__ROWS__:
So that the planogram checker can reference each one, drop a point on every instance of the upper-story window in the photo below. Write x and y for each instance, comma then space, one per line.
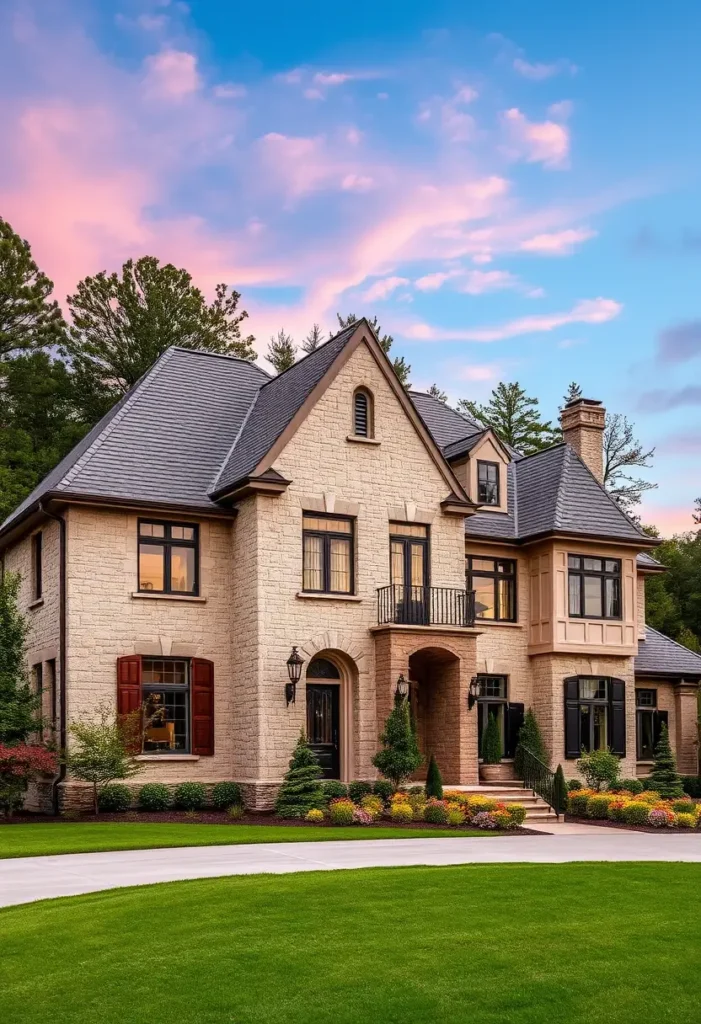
327, 554
595, 587
488, 482
168, 557
363, 413
493, 581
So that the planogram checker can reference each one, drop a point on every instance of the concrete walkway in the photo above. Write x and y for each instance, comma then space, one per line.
28, 879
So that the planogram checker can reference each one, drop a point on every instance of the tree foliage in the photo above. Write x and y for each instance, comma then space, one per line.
28, 317
515, 417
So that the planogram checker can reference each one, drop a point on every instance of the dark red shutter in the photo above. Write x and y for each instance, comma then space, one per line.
129, 690
203, 707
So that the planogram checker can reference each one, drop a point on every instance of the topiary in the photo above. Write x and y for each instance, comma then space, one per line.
226, 795
154, 797
114, 798
434, 779
190, 796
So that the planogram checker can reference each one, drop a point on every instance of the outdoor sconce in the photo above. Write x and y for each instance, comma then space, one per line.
473, 692
295, 664
402, 690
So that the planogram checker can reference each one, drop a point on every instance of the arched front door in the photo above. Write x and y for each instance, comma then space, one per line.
323, 732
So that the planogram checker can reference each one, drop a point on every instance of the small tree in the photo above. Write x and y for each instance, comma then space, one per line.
400, 756
101, 749
491, 744
301, 790
664, 777
530, 739
434, 780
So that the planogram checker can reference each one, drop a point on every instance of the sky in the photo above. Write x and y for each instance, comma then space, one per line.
514, 189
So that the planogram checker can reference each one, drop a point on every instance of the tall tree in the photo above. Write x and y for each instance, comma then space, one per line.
515, 418
313, 340
281, 352
399, 364
122, 323
28, 317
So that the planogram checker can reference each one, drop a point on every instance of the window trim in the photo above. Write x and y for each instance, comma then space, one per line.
470, 573
326, 536
167, 542
496, 465
603, 576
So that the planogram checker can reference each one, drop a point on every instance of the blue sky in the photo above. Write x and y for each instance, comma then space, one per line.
513, 188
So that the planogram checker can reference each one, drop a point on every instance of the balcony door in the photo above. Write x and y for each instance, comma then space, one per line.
409, 571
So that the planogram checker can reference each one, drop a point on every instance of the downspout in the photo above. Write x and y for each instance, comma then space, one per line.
61, 651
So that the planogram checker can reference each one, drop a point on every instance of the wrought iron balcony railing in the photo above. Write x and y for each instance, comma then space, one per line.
426, 605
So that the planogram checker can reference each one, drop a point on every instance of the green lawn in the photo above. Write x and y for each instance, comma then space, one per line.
484, 944
41, 840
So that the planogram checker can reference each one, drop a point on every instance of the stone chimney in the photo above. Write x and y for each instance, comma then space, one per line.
582, 424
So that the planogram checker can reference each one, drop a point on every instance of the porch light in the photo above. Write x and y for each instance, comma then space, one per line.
295, 664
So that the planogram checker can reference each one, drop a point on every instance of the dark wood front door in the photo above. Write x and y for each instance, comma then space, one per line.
322, 727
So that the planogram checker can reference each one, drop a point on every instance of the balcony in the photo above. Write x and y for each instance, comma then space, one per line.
426, 606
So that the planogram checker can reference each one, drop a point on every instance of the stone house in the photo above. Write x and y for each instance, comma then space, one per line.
217, 519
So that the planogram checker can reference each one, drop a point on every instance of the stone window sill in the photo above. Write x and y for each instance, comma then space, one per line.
357, 439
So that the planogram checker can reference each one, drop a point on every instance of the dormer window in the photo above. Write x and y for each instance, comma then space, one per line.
488, 482
363, 425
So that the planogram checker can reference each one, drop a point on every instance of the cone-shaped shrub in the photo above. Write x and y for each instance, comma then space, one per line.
301, 790
434, 780
664, 777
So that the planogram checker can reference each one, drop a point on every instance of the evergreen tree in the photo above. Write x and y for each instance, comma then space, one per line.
399, 364
530, 738
28, 317
400, 756
301, 790
123, 323
434, 780
514, 417
313, 340
18, 707
281, 352
664, 777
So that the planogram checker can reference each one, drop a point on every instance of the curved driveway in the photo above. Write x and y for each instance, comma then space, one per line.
28, 879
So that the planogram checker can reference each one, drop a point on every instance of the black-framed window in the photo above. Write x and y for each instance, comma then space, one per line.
37, 566
493, 581
595, 587
166, 689
487, 482
595, 715
327, 554
169, 557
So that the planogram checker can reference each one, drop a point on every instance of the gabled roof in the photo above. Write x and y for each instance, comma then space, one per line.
659, 655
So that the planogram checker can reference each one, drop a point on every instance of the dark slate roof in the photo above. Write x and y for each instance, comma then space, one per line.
167, 438
277, 401
659, 655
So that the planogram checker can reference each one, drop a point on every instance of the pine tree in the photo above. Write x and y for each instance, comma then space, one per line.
301, 790
400, 756
664, 777
434, 780
18, 707
514, 417
281, 352
530, 738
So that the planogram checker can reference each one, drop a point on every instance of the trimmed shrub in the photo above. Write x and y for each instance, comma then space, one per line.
190, 796
356, 791
114, 798
636, 813
154, 797
225, 795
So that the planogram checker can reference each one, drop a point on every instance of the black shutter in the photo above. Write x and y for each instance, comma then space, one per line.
572, 717
514, 721
617, 727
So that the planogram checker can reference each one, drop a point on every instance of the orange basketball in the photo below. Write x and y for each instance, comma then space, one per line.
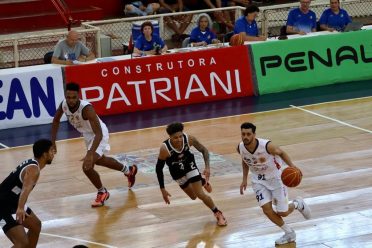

__YOUR OBJECTIVE__: Please state how many lines of the entries above contain the string "shutter", treating uppercase and lowercase as different. Reply with the number only.

__ANSWER TO THE TASK__: 2